Stored records:
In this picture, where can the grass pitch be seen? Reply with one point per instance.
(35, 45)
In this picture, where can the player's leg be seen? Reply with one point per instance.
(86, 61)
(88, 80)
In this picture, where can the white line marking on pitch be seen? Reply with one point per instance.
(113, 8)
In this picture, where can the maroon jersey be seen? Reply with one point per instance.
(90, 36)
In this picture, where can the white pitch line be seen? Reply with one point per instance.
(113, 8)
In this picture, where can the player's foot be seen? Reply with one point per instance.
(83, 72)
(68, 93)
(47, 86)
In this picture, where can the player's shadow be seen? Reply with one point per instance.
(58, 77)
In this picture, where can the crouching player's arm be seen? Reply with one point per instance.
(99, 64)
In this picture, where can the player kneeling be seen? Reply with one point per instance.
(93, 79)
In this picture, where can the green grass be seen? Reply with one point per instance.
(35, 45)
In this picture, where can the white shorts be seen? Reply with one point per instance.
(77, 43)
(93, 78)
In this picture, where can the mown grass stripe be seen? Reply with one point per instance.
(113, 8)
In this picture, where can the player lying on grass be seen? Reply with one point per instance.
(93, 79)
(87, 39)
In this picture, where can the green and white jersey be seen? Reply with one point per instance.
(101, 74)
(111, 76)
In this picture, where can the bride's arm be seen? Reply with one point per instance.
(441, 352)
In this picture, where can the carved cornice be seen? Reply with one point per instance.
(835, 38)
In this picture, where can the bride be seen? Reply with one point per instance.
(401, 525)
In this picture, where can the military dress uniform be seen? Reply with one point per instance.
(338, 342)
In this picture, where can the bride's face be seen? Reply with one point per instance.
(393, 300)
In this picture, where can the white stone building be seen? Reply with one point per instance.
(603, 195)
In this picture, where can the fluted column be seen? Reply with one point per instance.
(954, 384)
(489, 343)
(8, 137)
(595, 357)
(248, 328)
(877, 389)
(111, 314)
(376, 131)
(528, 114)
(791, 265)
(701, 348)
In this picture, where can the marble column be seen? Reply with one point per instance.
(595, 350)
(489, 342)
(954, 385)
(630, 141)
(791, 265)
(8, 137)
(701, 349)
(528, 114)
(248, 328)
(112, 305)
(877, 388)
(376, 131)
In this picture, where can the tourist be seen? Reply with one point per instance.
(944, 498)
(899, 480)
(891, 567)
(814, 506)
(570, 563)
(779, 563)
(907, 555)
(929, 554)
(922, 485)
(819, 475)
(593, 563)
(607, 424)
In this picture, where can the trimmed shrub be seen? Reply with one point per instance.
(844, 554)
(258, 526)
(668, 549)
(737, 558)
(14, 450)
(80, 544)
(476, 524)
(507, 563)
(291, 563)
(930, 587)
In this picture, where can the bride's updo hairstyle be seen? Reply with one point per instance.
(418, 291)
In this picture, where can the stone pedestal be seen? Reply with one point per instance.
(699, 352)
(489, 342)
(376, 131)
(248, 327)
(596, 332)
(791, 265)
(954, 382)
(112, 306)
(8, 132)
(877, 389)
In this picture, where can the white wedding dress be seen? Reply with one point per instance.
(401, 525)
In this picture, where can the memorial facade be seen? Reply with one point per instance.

Short task:
Write out every line of the material again, exactly as it reads.

Written answer:
In this picture, where can the grass pitch be seen? Reply with one point per instance.
(35, 45)
In this picture, where can the player's leg be seen? Reply with one point per instance.
(86, 61)
(88, 80)
In this picture, where can the white line marking on pitch be seen? Reply with one point per instance.
(113, 8)
In this picture, where can the maroon jersey be seen? Reply with one point per instance.
(90, 36)
In this picture, where can the white pitch line be seen? Reply with one point per instance.
(113, 8)
In this picture, where can the player's foot be seen? Reply with one point per instance.
(83, 72)
(68, 93)
(47, 86)
In this picture, where can the player's shadow be seen? Reply with one point per instance.
(58, 77)
In this picture, where can the crouching player's arm be seen? Reply with one point per instance.
(99, 64)
In this picture, where can the player kneeling be seen? Reply with one point per instance.
(93, 79)
In this picture, where can the green grass be seen? Reply with one point per instance.
(35, 45)
In this picture, where can the white shorts be seen? Reply with one point per instance.
(77, 43)
(93, 78)
In this picture, where can the mown grass stripe be seen? Reply with one point per instance.
(113, 8)
In this picture, where can the player lying on grass be seen? Reply with one point per instance.
(93, 79)
(87, 39)
In this picture, where can the green and white jersey be seen? Reply with one point per instance.
(101, 74)
(111, 76)
In this picture, where can the bride's arm be seen? Reply with one point per instance.
(441, 352)
In this picture, where can the carved cornice be seen? Reply with one point per instance.
(835, 38)
In this picture, where can the bride be seen? Reply with one point per instance.
(401, 525)
In this picture, where can the military dress uniform be seen? Reply with one point per instance.
(338, 342)
In this picture, where can the bride's face be seen? Reply with one point per instance.
(393, 300)
In this picture, where can the white stone building be seen? Reply with one point per instance.
(603, 195)
In this picture, where can the fluted column be seen? Reply with one point per instance.
(954, 384)
(489, 343)
(8, 137)
(595, 357)
(248, 328)
(877, 389)
(111, 314)
(376, 131)
(528, 114)
(791, 265)
(701, 348)
In this picture, where can the marble column be seen? Reply with one point per instance.
(595, 350)
(489, 342)
(954, 385)
(630, 141)
(791, 265)
(8, 137)
(701, 349)
(528, 114)
(248, 328)
(112, 305)
(877, 388)
(376, 131)
In this picture, where can the tourist be seen? Reply with one point per instance.
(944, 498)
(899, 480)
(891, 567)
(814, 506)
(570, 563)
(779, 563)
(907, 555)
(929, 554)
(922, 485)
(819, 475)
(593, 563)
(607, 424)
In this picture, where can the trimmed shrub be seen? Reply with one point per instance.
(844, 554)
(258, 526)
(668, 549)
(737, 558)
(14, 450)
(80, 544)
(476, 524)
(507, 563)
(291, 563)
(930, 587)
In this picture, where can the bride's updo hairstyle be seen? Reply with one point per instance.
(418, 291)
In this picture, where can the stone pedestal be seen? Reply with one point per instance.
(699, 352)
(489, 342)
(376, 131)
(248, 327)
(596, 332)
(791, 265)
(954, 382)
(112, 306)
(8, 132)
(877, 389)
In this picture, where can the white wedding dress be seen? Reply with one point per instance.
(401, 525)
In this picture, where can the memorial facade be seen? Reply with one point per instance.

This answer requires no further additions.